(Region segmentation data)
+ + + + +
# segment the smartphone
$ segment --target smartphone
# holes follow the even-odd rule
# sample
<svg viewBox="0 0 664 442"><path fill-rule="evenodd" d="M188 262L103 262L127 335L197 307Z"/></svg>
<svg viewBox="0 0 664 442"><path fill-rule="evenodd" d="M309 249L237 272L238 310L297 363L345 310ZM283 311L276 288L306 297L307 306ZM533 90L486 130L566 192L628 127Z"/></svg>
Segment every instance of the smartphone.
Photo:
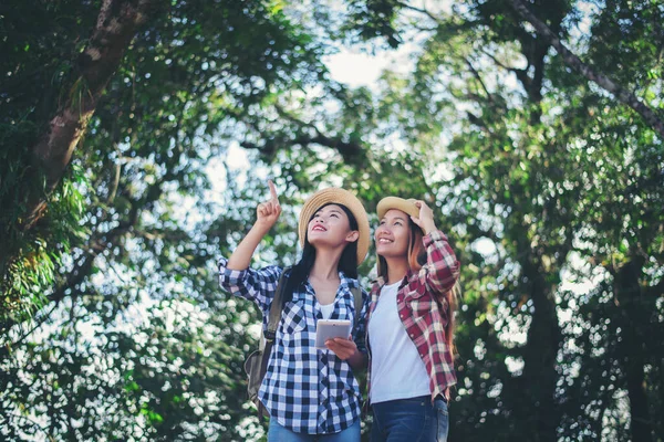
+ + + + +
Reproduce all of the data above with every occurrence of "smartphone" replaced by "mobile phone" and all else unchanged. Omit the pictures from your reproduction.

ANSWER:
# segment the mobile phone
$ segment --target mobile phone
# holes follow the even-odd rule
# sample
<svg viewBox="0 0 664 442"><path fill-rule="evenodd" d="M188 262L103 262L127 335L197 307Z"/></svg>
<svg viewBox="0 0 664 442"><path fill-rule="evenodd" d="M309 249L237 272L238 310L297 363L345 310ZM283 311L276 288L306 297L307 306ZM533 90L486 130L566 192L628 127Z"/></svg>
Segment every instance of the mobile phone.
Photo:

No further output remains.